Count the lines in the entries below that contain the word "house". Reply with that number only.
· · ·
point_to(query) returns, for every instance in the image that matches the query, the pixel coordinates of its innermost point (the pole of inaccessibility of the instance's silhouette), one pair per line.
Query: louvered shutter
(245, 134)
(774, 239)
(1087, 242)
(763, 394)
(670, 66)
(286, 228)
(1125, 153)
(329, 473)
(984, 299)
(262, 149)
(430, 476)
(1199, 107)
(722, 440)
· · ·
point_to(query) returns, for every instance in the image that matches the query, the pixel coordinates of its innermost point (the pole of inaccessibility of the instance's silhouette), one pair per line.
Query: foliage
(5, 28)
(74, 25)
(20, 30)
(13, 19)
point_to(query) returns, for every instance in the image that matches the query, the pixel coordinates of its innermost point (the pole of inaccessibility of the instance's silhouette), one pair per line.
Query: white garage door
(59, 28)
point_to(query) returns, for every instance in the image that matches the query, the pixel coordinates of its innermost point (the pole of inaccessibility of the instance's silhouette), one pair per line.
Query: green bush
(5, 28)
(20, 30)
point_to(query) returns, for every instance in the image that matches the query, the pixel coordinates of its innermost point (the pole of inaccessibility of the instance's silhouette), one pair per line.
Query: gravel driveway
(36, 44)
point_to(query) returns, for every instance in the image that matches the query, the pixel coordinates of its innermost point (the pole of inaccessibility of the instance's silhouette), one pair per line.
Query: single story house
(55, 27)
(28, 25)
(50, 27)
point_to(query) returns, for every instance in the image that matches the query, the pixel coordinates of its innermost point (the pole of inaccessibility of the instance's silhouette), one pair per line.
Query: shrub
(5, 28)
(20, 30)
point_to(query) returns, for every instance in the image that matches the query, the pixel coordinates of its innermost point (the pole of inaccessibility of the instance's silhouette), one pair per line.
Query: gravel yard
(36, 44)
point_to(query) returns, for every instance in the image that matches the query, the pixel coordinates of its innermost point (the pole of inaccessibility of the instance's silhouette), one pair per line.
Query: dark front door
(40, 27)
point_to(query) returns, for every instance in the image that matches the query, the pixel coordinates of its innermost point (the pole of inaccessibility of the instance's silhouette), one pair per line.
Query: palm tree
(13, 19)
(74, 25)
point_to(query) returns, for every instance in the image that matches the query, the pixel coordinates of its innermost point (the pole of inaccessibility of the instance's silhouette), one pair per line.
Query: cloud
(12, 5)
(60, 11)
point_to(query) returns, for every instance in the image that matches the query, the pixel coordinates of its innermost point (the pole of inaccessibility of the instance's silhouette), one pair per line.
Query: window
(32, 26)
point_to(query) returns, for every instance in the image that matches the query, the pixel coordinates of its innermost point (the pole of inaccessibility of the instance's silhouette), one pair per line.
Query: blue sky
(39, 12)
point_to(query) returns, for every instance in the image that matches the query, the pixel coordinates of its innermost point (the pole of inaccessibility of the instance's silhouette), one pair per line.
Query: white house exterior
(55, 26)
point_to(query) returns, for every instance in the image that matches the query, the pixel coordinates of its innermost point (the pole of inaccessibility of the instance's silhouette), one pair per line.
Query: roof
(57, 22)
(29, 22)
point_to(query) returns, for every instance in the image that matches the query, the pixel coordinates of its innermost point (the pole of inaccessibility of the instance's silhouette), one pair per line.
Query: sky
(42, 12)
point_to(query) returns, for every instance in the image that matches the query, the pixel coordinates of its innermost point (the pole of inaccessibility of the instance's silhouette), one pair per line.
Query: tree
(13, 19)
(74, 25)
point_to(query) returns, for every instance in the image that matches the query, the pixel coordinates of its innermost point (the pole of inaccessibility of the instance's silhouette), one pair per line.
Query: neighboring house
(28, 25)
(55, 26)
· · ·
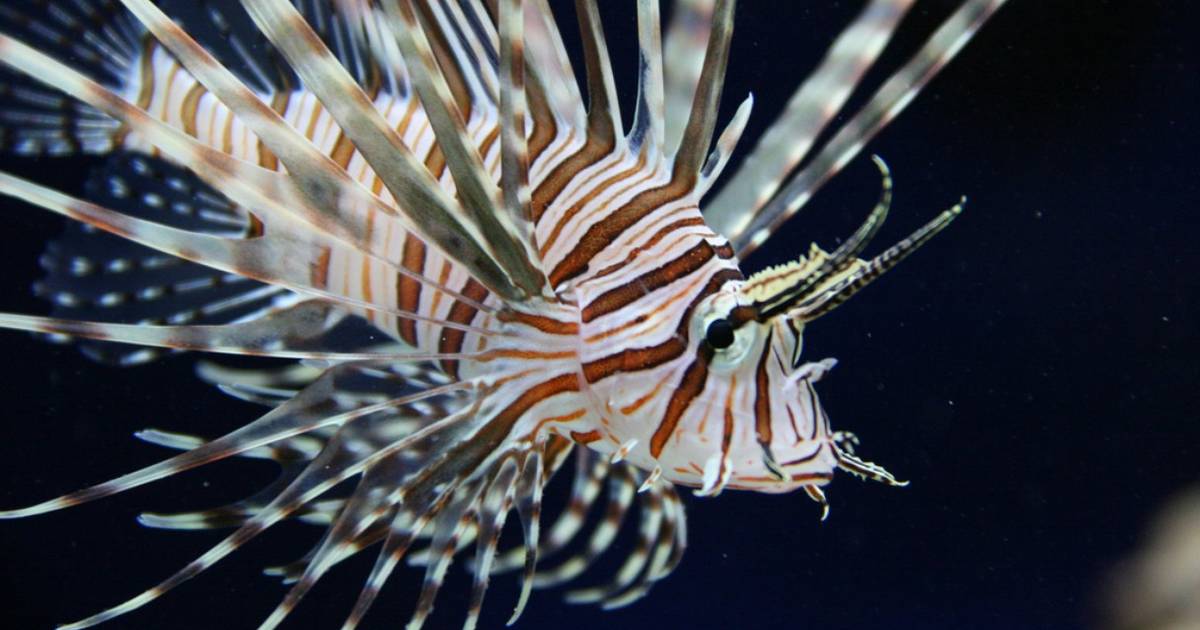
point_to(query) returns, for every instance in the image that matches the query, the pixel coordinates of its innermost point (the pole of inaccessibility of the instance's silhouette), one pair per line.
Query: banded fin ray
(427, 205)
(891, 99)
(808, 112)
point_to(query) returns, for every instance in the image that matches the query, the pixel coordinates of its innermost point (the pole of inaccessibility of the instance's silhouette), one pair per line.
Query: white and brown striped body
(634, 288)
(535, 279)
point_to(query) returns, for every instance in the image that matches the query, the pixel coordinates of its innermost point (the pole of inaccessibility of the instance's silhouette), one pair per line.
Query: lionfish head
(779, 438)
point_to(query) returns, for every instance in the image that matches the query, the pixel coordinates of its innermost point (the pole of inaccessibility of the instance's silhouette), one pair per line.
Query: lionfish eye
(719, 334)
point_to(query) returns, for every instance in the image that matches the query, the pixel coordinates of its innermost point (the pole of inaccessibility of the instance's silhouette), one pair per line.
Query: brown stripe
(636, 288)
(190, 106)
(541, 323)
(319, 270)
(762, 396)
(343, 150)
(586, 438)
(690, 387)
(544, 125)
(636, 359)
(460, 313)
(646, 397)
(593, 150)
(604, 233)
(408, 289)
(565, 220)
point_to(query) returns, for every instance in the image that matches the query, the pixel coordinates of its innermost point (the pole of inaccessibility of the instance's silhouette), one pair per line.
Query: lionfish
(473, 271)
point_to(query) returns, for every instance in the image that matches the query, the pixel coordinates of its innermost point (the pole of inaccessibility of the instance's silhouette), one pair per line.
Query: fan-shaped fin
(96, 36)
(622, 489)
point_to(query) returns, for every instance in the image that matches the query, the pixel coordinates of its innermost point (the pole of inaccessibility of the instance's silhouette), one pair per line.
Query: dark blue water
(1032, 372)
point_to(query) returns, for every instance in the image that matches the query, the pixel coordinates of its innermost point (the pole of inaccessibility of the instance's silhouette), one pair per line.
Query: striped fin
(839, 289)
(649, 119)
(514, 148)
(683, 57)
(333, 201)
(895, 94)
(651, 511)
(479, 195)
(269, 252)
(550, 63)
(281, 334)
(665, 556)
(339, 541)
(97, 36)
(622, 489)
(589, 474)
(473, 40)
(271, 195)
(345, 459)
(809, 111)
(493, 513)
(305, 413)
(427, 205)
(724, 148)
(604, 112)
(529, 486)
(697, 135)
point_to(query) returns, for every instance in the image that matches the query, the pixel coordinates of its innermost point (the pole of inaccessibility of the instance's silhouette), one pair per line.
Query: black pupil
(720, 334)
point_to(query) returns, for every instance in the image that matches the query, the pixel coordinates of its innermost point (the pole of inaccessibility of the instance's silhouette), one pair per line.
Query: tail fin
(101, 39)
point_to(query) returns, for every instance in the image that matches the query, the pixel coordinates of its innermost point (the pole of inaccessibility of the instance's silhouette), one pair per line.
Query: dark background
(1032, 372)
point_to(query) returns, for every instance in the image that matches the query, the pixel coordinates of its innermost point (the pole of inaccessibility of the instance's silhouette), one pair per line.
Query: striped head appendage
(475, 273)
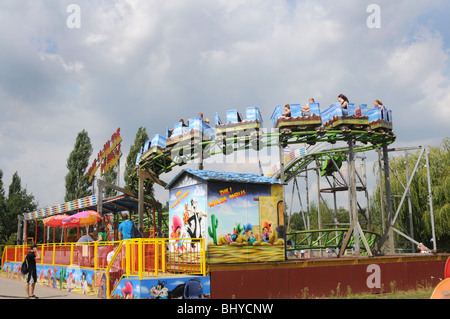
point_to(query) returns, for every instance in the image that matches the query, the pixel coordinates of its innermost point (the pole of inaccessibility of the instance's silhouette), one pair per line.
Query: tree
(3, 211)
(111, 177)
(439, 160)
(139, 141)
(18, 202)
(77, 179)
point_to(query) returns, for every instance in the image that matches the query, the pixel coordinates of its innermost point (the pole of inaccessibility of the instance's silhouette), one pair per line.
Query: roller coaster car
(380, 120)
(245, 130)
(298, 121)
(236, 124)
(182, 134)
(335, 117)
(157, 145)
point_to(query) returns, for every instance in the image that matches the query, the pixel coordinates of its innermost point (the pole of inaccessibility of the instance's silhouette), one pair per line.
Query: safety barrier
· · ·
[CORRECT RESULT]:
3